(Extracted records)
--

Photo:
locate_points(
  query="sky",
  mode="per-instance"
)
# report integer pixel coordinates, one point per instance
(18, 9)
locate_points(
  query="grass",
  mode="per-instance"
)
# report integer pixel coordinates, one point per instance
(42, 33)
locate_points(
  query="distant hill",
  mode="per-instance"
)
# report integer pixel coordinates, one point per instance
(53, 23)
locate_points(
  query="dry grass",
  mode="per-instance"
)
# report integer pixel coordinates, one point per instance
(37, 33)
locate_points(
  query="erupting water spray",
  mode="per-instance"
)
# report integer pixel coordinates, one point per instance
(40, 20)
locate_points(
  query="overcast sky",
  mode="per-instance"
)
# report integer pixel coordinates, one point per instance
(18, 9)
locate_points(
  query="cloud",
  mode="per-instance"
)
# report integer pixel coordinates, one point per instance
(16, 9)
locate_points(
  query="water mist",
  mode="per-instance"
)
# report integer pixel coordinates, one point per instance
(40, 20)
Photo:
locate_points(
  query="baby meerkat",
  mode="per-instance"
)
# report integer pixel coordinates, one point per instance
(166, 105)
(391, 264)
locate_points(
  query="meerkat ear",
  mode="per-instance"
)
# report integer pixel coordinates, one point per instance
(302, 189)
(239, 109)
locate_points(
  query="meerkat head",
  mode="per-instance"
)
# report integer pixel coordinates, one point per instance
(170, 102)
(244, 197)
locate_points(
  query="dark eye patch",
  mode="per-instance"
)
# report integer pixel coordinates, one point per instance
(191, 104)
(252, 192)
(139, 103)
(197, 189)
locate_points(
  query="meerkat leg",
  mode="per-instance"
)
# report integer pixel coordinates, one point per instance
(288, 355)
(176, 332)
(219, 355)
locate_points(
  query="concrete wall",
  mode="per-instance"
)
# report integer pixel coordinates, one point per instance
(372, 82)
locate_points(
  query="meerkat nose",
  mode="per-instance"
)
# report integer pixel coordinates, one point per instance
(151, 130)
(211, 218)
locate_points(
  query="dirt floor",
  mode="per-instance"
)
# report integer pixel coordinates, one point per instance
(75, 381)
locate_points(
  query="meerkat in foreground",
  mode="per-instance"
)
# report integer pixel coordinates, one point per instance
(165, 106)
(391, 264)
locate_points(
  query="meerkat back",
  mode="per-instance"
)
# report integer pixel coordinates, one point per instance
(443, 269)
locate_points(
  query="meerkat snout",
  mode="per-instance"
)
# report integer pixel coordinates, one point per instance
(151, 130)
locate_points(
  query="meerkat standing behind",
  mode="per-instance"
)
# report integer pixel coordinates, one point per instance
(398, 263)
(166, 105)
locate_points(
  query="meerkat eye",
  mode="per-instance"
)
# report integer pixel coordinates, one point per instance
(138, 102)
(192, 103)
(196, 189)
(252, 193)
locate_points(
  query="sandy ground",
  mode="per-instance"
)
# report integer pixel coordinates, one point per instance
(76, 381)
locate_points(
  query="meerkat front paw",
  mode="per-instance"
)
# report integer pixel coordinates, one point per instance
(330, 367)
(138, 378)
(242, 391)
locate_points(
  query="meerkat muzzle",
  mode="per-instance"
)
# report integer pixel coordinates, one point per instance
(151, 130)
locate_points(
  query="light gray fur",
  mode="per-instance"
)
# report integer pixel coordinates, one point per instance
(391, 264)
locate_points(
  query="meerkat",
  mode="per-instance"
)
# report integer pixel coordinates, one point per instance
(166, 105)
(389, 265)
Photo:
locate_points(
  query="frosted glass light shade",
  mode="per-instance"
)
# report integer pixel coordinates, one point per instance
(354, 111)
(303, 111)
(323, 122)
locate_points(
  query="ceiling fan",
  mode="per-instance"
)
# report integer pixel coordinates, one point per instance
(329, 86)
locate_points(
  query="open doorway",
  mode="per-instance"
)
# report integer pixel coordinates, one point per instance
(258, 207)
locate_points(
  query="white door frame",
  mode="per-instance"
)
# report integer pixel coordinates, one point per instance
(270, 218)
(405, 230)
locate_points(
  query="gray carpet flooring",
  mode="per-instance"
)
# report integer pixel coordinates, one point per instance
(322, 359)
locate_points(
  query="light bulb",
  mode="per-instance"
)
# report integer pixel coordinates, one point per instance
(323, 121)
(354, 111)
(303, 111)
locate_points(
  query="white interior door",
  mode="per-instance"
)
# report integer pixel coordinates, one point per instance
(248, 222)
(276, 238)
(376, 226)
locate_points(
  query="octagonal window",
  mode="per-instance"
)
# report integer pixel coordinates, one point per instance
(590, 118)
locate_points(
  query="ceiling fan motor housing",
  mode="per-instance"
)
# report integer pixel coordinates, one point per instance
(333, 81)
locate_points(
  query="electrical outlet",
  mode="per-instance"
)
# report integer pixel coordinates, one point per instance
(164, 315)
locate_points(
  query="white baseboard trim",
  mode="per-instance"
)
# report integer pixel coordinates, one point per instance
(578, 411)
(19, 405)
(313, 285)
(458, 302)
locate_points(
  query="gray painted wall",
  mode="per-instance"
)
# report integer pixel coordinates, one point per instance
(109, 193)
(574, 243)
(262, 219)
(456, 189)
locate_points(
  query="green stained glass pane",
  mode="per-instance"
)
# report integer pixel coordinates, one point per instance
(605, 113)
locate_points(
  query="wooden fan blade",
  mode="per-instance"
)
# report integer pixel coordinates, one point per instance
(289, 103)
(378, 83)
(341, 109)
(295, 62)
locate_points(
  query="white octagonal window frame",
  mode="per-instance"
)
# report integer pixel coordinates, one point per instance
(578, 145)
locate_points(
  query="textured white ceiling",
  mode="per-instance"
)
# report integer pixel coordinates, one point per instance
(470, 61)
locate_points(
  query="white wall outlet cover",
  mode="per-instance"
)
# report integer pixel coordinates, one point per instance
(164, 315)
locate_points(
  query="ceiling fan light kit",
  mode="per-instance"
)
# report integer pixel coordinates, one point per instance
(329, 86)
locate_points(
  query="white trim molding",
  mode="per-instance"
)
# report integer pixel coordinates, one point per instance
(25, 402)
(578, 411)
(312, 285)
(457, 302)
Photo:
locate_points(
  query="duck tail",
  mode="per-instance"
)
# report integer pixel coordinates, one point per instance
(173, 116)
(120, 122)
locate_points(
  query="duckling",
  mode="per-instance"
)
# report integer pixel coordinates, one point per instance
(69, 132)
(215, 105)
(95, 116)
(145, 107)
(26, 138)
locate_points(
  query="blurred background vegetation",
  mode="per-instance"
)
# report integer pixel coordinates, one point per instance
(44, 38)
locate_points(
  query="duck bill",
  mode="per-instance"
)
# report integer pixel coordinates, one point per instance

--

WORK TO COMPLETE:
When a line in the data holds the word "ceiling", show that line.

RESULT:
  query="ceiling fan",
  query="ceiling fan motor housing",
  query="textured white ceiling",
  query="ceiling fan light kit",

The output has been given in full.